■ STATED EXERCISE ■
Begin at the line that contains "For the benchmark, mark every instance of the grass field" and repeat every line from there to the end of the records below, inclusive, without adding any other line.
┌─ GIVEN RECORDS
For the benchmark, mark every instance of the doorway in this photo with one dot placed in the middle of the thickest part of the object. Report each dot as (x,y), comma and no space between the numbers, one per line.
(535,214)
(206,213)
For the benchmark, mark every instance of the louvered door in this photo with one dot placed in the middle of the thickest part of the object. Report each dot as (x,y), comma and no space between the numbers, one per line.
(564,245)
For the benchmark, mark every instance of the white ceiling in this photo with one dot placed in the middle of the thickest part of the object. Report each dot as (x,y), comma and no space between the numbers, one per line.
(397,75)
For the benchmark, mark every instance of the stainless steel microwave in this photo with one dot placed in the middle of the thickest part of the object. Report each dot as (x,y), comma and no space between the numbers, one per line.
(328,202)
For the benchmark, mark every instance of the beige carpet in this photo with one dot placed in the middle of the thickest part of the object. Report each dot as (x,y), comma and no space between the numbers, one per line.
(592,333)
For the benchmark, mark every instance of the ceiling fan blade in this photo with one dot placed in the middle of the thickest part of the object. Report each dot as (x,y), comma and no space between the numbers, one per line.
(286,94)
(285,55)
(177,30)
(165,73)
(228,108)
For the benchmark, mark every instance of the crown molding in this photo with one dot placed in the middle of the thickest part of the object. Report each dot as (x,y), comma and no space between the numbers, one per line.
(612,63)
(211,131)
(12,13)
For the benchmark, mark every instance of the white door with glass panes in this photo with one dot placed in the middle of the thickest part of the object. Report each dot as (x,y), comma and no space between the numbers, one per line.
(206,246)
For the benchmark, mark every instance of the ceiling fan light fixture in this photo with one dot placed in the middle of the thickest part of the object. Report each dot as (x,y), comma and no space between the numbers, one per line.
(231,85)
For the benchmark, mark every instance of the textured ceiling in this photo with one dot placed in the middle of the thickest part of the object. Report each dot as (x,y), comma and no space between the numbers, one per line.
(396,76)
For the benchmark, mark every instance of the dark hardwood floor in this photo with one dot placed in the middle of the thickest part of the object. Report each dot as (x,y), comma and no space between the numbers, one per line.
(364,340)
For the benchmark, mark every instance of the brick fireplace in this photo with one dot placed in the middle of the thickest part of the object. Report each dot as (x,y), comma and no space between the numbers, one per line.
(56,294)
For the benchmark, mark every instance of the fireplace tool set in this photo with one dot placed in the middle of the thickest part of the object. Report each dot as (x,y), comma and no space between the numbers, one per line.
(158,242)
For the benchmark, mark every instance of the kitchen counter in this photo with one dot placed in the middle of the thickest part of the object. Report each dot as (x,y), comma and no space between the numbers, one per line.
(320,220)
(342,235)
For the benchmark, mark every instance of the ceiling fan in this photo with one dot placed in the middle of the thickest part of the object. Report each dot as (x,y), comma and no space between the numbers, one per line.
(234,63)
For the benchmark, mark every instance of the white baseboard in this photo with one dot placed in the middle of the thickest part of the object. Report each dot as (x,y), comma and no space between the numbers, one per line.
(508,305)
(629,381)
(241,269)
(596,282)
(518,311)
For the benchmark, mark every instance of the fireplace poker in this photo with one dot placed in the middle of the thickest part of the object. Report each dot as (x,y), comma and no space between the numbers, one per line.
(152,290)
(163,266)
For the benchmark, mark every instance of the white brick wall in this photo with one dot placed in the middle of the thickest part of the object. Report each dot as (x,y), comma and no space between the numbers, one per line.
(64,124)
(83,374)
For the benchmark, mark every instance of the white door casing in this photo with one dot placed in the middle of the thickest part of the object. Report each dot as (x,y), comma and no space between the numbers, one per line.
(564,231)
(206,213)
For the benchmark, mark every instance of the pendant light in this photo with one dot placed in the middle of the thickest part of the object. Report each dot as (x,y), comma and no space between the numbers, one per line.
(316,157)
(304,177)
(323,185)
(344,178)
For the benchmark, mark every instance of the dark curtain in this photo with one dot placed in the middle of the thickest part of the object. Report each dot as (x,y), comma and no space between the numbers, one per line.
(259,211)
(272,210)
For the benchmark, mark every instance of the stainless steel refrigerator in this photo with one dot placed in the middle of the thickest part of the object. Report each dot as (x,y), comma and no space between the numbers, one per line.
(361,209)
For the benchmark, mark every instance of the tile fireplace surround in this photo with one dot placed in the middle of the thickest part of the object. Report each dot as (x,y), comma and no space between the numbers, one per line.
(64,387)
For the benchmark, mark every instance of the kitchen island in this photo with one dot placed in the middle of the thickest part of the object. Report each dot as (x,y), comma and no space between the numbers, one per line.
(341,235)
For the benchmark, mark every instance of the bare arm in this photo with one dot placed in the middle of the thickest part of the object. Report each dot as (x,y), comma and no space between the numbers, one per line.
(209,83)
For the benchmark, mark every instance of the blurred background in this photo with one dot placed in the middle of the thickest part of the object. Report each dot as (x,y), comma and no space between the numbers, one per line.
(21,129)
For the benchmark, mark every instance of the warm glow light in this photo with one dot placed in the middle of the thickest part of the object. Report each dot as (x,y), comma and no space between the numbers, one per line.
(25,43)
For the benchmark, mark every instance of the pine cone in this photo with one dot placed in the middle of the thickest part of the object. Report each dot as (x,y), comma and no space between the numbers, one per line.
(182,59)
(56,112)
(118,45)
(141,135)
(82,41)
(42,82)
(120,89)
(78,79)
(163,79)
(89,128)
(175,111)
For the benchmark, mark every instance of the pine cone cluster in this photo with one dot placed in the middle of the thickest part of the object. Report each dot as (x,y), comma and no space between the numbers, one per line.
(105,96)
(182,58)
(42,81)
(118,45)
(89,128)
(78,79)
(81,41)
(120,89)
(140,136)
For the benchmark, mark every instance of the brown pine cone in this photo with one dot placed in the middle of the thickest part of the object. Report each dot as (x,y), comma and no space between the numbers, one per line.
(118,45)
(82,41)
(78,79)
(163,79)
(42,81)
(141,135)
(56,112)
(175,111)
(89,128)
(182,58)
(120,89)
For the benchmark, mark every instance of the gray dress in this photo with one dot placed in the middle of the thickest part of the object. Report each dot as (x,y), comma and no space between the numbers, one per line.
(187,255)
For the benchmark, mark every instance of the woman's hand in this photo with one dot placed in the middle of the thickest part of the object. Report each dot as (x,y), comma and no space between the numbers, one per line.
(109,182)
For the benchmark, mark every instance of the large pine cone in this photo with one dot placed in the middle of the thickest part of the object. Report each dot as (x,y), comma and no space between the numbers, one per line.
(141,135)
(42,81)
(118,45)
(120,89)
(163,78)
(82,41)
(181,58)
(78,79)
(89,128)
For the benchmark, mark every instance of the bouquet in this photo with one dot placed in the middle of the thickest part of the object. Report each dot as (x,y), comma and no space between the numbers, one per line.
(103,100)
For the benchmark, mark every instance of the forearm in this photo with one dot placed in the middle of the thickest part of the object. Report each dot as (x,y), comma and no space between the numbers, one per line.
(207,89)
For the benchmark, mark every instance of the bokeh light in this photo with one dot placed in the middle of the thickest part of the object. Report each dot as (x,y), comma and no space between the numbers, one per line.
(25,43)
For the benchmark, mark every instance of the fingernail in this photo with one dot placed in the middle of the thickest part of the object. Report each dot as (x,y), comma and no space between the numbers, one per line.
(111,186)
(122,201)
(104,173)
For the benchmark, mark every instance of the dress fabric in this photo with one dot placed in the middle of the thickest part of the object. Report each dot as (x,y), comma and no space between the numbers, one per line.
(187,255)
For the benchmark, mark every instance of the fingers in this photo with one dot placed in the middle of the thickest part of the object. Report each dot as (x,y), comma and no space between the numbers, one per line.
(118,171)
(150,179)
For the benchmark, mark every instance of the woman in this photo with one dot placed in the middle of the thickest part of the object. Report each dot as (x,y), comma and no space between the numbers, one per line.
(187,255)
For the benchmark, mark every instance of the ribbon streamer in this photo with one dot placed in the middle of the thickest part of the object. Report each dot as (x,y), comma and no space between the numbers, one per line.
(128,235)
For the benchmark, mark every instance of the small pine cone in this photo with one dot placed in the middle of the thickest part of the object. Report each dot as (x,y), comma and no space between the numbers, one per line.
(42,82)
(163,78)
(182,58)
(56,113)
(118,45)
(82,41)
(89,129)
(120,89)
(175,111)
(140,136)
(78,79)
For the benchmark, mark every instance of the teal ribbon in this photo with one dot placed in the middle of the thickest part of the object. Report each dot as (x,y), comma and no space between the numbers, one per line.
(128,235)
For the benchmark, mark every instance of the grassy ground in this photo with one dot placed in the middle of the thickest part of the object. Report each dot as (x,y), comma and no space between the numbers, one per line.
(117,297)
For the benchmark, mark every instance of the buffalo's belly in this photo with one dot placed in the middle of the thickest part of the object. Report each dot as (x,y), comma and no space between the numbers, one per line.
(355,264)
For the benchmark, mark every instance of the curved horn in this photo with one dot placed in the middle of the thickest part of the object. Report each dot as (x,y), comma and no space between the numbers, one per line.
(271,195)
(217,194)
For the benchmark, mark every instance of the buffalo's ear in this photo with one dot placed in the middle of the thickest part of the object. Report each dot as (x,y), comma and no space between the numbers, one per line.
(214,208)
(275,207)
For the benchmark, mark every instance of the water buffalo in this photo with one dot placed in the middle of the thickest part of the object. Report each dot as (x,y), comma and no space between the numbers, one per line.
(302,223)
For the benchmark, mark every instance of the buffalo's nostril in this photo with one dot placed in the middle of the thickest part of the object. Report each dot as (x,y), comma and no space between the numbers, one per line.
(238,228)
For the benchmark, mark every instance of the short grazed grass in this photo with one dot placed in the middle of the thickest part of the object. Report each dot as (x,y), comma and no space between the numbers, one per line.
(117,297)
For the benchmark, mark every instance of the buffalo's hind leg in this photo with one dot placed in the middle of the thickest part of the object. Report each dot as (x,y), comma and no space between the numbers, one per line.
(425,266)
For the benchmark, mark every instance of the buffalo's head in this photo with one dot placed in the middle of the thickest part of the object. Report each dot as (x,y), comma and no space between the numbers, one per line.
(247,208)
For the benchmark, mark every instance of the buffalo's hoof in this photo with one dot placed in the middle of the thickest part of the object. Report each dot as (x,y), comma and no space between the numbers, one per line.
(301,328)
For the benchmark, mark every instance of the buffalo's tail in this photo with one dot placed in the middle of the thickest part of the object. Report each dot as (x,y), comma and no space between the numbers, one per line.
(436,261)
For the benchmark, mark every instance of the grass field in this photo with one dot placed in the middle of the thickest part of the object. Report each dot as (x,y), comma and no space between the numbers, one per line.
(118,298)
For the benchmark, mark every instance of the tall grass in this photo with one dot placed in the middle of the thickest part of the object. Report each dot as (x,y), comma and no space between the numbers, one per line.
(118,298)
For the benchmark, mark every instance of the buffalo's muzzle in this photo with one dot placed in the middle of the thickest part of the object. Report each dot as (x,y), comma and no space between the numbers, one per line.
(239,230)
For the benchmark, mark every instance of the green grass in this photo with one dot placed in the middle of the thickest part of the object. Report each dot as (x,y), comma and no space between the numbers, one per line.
└─
■ TASK RESULT ■
For the benchmark, mark every instance of the grass field in this photo with one dot placed in the middle of the thickest part of the object. Report each dot as (x,y), comma and no space between the numbers, one per line.
(118,298)
For the benchmark, mark every instance of the tall grass in this photo with one dot placed in the middle of the thickest part of the object. Report each dot as (x,y), comma and no space between the numbers, one per line.
(118,298)
For the benchmark, mark every instance of the buffalo's muzzle in this photo with one dot placed in the middle of the thickest part of the object. Report each dot as (x,y), comma and no space between the numbers, one per line.
(239,230)
For the benchmark, mark every instance of the green grass in this photo with one dot placed in the middle of the thickest part of the object. Report each dot as (x,y), comma and no space between the numbers, one per line.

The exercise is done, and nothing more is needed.